==== Data under study ====

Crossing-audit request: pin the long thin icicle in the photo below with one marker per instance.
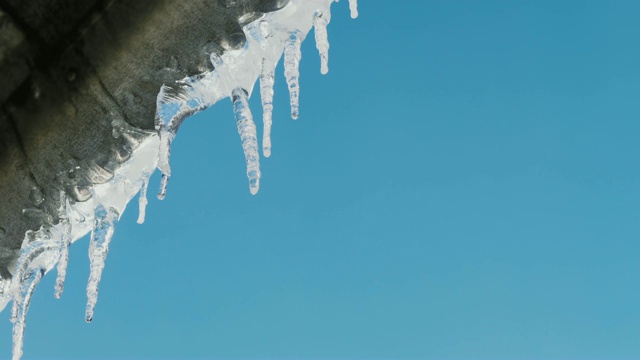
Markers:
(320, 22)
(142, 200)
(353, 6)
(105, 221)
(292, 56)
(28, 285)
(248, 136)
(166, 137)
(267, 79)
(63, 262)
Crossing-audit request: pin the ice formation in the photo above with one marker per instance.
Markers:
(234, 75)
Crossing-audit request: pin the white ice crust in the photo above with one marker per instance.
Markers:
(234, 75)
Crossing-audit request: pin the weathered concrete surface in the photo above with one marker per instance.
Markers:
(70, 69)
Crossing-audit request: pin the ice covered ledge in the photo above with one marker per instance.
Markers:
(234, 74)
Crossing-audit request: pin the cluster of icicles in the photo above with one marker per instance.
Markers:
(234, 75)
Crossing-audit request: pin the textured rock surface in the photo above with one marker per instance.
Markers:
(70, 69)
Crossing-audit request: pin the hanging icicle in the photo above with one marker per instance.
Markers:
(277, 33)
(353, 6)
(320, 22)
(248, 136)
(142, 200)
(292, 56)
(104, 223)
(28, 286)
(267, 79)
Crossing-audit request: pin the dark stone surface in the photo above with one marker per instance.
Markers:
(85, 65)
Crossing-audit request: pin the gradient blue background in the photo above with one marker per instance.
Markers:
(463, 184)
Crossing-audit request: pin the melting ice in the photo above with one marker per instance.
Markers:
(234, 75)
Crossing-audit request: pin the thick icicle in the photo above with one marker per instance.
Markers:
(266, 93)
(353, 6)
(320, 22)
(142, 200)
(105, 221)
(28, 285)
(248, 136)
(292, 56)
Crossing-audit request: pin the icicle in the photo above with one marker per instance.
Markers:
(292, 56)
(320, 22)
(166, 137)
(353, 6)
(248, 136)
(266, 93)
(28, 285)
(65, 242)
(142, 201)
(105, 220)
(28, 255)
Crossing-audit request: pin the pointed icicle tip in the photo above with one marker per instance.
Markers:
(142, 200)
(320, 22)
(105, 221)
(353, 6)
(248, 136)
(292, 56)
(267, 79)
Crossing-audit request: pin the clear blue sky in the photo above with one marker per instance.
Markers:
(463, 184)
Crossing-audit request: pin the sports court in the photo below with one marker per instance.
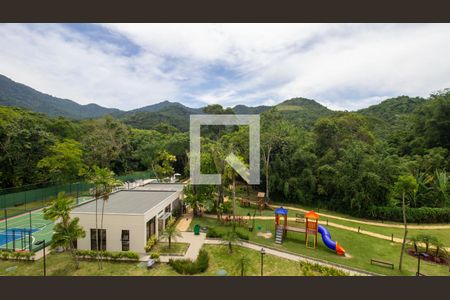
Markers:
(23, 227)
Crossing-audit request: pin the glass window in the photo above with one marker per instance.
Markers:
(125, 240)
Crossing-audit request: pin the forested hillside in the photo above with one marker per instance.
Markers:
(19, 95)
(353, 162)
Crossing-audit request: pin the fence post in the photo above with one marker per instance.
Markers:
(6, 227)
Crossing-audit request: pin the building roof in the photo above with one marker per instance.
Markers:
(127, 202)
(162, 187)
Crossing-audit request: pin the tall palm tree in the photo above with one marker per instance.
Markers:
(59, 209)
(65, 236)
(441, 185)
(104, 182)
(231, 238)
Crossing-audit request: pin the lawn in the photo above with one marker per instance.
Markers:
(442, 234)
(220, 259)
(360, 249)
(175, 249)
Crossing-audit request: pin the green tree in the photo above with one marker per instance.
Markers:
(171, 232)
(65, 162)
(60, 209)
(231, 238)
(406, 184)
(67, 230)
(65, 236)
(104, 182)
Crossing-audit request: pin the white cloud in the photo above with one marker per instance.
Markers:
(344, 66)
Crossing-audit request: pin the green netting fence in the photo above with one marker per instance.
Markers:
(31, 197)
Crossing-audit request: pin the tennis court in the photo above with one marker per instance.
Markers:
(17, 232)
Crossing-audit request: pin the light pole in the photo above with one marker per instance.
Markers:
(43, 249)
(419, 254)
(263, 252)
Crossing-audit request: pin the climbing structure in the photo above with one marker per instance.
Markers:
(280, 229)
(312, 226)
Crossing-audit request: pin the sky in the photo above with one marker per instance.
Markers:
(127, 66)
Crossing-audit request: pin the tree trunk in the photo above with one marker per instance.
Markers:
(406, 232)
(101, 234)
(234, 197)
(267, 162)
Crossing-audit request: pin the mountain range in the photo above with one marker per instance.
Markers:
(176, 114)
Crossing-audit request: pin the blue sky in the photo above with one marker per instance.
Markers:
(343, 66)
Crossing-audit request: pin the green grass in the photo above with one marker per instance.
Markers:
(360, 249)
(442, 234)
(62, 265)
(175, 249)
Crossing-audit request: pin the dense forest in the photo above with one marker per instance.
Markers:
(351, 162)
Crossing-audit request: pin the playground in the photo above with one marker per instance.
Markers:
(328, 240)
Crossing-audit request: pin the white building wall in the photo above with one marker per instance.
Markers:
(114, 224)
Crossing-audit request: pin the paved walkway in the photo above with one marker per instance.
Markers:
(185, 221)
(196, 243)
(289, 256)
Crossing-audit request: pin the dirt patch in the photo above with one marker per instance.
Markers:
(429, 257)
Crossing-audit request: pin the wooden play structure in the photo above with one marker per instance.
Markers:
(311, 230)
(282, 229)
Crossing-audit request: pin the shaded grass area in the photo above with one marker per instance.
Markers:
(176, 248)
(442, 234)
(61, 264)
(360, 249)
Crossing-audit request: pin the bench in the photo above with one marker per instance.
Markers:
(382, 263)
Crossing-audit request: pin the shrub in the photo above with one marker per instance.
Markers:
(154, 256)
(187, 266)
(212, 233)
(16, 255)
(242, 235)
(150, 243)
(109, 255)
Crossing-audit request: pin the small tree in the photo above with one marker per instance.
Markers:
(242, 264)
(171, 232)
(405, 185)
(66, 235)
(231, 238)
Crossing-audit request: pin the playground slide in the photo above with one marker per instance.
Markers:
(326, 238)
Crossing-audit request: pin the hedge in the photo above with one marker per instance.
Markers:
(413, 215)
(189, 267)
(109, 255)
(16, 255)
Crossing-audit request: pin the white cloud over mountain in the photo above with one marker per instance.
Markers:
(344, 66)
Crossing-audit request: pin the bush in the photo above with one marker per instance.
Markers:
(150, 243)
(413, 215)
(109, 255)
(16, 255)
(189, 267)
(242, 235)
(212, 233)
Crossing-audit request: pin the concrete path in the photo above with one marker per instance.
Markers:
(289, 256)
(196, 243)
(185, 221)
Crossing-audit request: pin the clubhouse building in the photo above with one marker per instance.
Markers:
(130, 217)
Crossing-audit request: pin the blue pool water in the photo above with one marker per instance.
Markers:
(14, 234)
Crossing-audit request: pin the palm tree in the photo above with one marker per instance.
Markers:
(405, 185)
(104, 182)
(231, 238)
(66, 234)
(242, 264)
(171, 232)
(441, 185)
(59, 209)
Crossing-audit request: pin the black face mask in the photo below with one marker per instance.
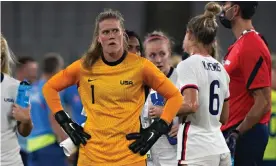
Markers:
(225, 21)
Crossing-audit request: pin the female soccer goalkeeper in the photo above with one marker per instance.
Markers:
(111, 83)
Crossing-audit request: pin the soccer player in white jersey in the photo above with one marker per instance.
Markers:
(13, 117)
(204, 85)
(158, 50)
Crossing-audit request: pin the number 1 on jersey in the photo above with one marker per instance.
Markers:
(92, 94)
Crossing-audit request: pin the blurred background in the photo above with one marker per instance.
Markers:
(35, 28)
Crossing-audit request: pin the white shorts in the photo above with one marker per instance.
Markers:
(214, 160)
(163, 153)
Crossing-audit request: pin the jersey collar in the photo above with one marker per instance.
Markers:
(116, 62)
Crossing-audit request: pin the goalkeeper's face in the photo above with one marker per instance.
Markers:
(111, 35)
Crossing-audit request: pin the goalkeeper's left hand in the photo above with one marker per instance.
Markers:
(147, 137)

====

__Work to complete__
The expected output is every line of the data, unchanged, with the pictures skipped.

__Response__
Crossing-audit request: pin the long thin icicle in the photo below with one marker per instance.
Markers:
(320, 22)
(142, 200)
(353, 6)
(105, 221)
(292, 56)
(28, 285)
(248, 136)
(166, 137)
(267, 79)
(63, 262)
Crossing-audit request: pin the ice formation in the photo above with one marker per instance.
Markers:
(234, 75)
Crossing-audit request: pin the white ice crust in the photo above with one marker per instance.
Markers:
(234, 75)
Crossing-audit request: pin the weathered concrete surface in the photo above with one marker per instance.
Markers:
(70, 69)
Crossing-audit request: pin the ice covered ledge in the photo above with one marker per instance.
Markers:
(234, 74)
Crossing-audit request: pin the cluster of icicles in the photo above with one marker per instance.
Markers:
(234, 75)
Crossing-audit request: pin the textured rock surface in the photo above with one marker per instance.
Markers:
(70, 69)
Crossing-audit request: pin the hanging icicle in the photo above with one marker per instance.
Markers:
(277, 33)
(353, 6)
(320, 22)
(248, 136)
(142, 200)
(292, 56)
(104, 223)
(28, 286)
(267, 79)
Crossing-audit request: pin the dark stone surface in the photo above with one marker per instance.
Markers:
(85, 65)
Crossing-audit request: pin the gradient blue background in the photo above with one marker per instance.
Markers:
(463, 184)
Crossing-audit request: pin the melting ice in the photo above with one marker per instance.
Markers:
(234, 75)
Crossing-audit request: pin the thick icicle in the photo above with one marker per instance.
Markers:
(266, 93)
(353, 6)
(320, 22)
(142, 200)
(105, 221)
(28, 285)
(248, 136)
(292, 56)
Crossing-audit request: pin the icicle in the photo above with one marker per instance.
Markers:
(292, 56)
(320, 22)
(166, 137)
(353, 6)
(248, 136)
(266, 93)
(28, 285)
(65, 242)
(142, 201)
(105, 220)
(28, 255)
Crossing-audit request: pin the pointed icicle tip in the photo above with one marker per instance.
Markers:
(142, 200)
(320, 22)
(105, 221)
(353, 6)
(248, 136)
(292, 56)
(267, 79)
Crossing-audit request: pin the clear blue sky in the photo above with one marker per instance.
Markers:
(463, 184)
Crossing-audit request: pin the sports court in the photo below with one marker per instance.
Markers:
(23, 227)
Crossing-audit request: pin the glass window in the photo above with one marker per instance.
Markers:
(125, 240)
Crossing-audit request: pin the forested hillside in the photo above with one marker per instance.
Markers:
(19, 95)
(353, 162)
Crossing-audit request: pin the fence post in the photo above with one marker per instance.
Markers:
(6, 227)
Crossing-audit request: pin the building roof in the photo above with one marker per instance.
Markers:
(127, 202)
(162, 187)
Crossing-audit request: pin the tall palm tree in the photo above with one marker per instance.
Markers:
(59, 209)
(65, 236)
(441, 185)
(104, 182)
(231, 238)
Crossing-audit request: pin the lawn in the photo above with one marker per instance.
Markers:
(442, 234)
(220, 259)
(360, 249)
(175, 249)
Crossing-audit request: pin the green tree in the photo above with one marker per instance.
Markers:
(171, 232)
(65, 162)
(60, 209)
(231, 238)
(406, 184)
(67, 230)
(65, 236)
(104, 182)
Crossing-audit request: pin the white cloud in the photo above with one marker per instance.
Markers:
(344, 66)
Crossing-audit request: pin the green netting fence in the photo above with one marker per instance.
Markers:
(31, 197)
Crossing-audit request: pin the tennis court in the photo above with one marker per instance.
Markers:
(17, 232)
Crossing-audit request: pin the light pole in the photo above with one marker per instance.
Markers:
(43, 249)
(419, 254)
(263, 252)
Crossing-audit request: pin the climbing structure in the photo above with one marker per instance.
Markers:
(280, 229)
(312, 226)
Crossing-audit request: pin the sky in the photo above with one marker per instance.
Markers:
(127, 66)
Crossing-audit request: pin the tree trunk in the photo above with one marker per instance.
Markers:
(406, 232)
(101, 234)
(234, 197)
(267, 162)
Crossing-audit request: pin the mountain range in the photo above with one marker per instance.
Markers:
(176, 114)
Crossing-audit request: pin the blue sky in the photo above with one marker per instance.
Markers:
(343, 66)
Crossing-audit request: pin the green grass in the photo above with one marker per instance.
Markers:
(360, 249)
(442, 234)
(62, 265)
(175, 249)
Crossing-audit request: pin the dense forest in the photo above with one marker per instance.
Markers:
(351, 162)
Crossing-audit request: pin the playground in the photo above with one marker per instance.
Markers:
(328, 240)
Crossing-audit request: pin the white building wall in the photo above with one marker per instance.
Markers:
(114, 224)
Crossing-audit request: pin the paved walkway in the photo above with one marker per instance.
Markers:
(185, 221)
(196, 243)
(289, 256)
Crossing-audit request: pin the dirt patch in the photo above with one marker per instance.
Markers:
(429, 257)
Crossing-audit request: pin the wooden play structure in the photo above with one marker per instance.
Markers:
(311, 230)
(282, 229)
Crossing-audit request: pin the shaded grass area in the photo above with one marker per instance.
Markers:
(176, 248)
(442, 234)
(61, 264)
(360, 249)
Crossing-audit request: pin the bench in the photo above with one marker per instance.
Markers:
(382, 263)
Crossing-audit request: pin the shrub in the photo above with one marker per instance.
Markers:
(154, 256)
(187, 266)
(212, 233)
(16, 255)
(242, 235)
(150, 243)
(109, 255)
Crossing-audit request: pin the small tree in the photo above with one marker per instance.
Markers:
(242, 264)
(171, 232)
(405, 185)
(66, 235)
(231, 238)
Crossing-audit request: pin the playground slide in the photo above with one marker per instance.
Markers:
(326, 238)
Crossing-audit request: pin the hedge in the photo above with one marker per instance.
Markers:
(413, 215)
(189, 267)
(109, 255)
(16, 255)
Crossing-audit request: pin the white cloud over mountain in the photo above with one marker per instance.
Markers:
(344, 66)
Crossing-audit request: pin the bush in the photo above with one marker per instance.
Markers:
(150, 243)
(413, 215)
(109, 255)
(16, 255)
(189, 267)
(242, 235)
(212, 233)
Crossing-audit request: pin the concrete path in the photo above with one marker per instance.
Markers:
(289, 256)
(196, 243)
(185, 221)
Crossing-audit request: pin the clubhouse building in the photo above with one marker per instance.
Markers:
(130, 217)
Crossing-audit request: pin the blue pool water in the photo above with one marker per instance.
Markers:
(14, 234)
Crossing-audit request: pin the palm tree in the photo above with one marker per instance.
Markers:
(405, 185)
(104, 182)
(231, 238)
(66, 234)
(242, 264)
(171, 232)
(441, 185)
(59, 209)
Crossing-audit request: pin the black face mask in the photo below with one marker per instance.
Markers:
(225, 21)
Crossing-audit request: pin the female soccer goalkeeper in the photo above with one marker per instance.
Markers:
(111, 83)
Crossing-audit request: pin the soccer player in white jersey in the photo above with one marker per instance.
Markers:
(13, 117)
(204, 85)
(158, 50)
Crossing-audit request: pin the number 1 on jersey in the photo above with one marker per instance.
Markers:
(92, 94)
Crossing-audit request: pin the blurred background in the photo above with one marker per instance.
Markers:
(35, 28)
Crossing-audit request: pin the white shorts in the photo above with one marker per instance.
Markers:
(214, 160)
(163, 153)
Crossing-audit request: pin the jersey collar in the photo above with one marker per instance.
Markers:
(116, 62)
Crossing-audit request: pin the goalkeeper's face in the photo above with one marker per instance.
Markers:
(111, 35)
Crossing-audit request: pin the goalkeeper's left hand in the photo above with one marker per instance.
Markers:
(147, 137)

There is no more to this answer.